- Exercise requirements
Count the lines in the items that contain the string "arch", matching case exactly. Give only the number.

## START Material supplied

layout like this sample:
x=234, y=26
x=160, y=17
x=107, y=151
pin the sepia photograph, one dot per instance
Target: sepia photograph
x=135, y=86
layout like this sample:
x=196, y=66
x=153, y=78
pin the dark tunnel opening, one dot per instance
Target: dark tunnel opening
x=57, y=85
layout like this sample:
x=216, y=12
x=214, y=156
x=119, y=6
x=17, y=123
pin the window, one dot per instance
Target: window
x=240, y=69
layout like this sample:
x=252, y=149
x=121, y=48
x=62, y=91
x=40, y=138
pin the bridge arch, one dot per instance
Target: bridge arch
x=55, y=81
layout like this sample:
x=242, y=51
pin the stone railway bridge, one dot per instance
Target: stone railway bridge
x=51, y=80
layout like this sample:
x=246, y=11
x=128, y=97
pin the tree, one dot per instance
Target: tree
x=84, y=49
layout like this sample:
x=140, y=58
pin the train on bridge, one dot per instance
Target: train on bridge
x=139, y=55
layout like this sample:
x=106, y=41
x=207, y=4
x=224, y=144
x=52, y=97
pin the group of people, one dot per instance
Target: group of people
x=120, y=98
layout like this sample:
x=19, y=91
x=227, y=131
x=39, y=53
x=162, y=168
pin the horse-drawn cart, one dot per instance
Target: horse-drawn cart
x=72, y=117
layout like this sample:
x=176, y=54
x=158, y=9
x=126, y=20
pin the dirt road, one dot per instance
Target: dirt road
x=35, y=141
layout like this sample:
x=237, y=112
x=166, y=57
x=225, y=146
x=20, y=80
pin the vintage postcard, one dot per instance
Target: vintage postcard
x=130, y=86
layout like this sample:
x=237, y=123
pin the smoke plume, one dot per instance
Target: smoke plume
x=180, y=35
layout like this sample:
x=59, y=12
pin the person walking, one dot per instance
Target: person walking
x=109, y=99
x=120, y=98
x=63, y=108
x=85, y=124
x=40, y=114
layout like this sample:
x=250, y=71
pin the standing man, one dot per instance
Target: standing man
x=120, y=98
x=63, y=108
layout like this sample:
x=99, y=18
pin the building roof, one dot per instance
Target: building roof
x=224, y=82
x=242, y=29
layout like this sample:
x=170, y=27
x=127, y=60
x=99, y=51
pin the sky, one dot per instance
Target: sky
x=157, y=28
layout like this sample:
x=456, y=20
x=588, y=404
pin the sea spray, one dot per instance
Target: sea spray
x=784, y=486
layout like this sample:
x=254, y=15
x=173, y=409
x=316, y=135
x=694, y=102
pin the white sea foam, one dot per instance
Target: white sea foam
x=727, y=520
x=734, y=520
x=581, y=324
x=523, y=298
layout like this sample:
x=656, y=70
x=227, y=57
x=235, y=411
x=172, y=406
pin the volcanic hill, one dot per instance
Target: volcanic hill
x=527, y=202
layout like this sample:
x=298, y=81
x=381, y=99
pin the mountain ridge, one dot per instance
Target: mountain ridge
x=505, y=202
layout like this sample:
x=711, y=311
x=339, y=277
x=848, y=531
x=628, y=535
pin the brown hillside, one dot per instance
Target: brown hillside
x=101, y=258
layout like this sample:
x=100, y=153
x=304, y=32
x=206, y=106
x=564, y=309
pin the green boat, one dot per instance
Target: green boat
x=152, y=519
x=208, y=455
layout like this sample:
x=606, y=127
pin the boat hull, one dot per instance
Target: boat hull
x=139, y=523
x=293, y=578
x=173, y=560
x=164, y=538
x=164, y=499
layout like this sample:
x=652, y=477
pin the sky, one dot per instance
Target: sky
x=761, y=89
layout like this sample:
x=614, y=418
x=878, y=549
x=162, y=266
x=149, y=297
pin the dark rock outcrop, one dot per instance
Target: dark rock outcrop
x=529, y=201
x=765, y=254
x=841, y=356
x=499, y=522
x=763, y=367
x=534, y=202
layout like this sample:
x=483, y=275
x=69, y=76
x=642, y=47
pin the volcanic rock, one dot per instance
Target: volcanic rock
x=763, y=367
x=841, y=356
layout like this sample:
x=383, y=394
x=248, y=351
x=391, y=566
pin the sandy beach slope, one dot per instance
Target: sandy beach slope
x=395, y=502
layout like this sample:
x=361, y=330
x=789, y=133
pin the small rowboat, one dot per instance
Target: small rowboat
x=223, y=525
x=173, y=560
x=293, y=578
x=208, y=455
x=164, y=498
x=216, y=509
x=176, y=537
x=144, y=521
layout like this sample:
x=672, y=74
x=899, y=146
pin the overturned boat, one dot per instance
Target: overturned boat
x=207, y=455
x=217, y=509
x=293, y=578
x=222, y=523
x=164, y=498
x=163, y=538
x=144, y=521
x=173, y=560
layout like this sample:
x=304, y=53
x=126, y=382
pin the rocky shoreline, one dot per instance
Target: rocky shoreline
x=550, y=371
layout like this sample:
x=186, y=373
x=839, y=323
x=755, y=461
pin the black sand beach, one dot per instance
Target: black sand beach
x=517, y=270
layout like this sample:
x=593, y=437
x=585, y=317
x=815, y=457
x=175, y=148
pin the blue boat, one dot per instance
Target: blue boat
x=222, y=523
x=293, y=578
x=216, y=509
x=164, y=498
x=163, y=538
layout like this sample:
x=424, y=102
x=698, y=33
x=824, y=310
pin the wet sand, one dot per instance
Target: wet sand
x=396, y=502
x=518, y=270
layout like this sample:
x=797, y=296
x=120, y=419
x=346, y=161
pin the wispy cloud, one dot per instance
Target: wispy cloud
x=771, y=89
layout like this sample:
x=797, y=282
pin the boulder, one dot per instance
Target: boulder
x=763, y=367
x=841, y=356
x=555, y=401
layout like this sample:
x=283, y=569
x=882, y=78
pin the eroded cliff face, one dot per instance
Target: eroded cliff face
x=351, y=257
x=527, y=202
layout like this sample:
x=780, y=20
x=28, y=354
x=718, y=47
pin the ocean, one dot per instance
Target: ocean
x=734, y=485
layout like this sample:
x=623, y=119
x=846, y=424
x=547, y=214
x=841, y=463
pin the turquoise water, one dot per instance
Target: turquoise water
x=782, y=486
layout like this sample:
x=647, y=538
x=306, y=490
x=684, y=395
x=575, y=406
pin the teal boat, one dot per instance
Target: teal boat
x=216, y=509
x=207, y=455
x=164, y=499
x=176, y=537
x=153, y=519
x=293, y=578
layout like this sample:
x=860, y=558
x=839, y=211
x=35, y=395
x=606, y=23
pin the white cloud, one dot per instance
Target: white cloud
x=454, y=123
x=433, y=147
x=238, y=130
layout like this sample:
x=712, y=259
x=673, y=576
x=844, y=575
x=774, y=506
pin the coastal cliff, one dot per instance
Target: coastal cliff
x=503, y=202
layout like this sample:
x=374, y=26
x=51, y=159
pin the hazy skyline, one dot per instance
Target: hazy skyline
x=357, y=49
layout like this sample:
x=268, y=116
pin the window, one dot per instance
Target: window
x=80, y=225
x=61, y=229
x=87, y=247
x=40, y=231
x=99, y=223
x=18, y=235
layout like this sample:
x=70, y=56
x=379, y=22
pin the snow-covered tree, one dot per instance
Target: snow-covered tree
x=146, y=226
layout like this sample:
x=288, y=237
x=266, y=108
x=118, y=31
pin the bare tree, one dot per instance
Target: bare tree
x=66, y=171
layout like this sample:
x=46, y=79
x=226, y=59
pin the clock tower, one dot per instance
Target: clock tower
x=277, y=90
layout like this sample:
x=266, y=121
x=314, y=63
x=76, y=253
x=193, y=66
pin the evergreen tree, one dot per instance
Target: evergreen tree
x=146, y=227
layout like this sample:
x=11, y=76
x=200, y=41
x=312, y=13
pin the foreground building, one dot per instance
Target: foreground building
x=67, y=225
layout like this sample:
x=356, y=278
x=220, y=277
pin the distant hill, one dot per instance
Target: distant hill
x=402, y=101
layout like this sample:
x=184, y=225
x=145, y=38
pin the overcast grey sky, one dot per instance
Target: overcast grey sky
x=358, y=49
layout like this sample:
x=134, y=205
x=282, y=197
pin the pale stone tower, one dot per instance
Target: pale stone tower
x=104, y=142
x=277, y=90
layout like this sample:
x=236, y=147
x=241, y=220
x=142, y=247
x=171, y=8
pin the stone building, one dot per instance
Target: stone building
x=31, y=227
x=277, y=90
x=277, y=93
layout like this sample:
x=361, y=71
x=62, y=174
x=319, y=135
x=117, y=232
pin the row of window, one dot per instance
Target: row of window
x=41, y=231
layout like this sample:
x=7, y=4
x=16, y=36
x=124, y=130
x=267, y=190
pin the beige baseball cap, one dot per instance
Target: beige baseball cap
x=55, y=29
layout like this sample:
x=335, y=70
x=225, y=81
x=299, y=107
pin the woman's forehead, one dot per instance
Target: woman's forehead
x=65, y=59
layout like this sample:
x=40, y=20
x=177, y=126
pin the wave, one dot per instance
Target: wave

## END Material supplied

- Problem solution
2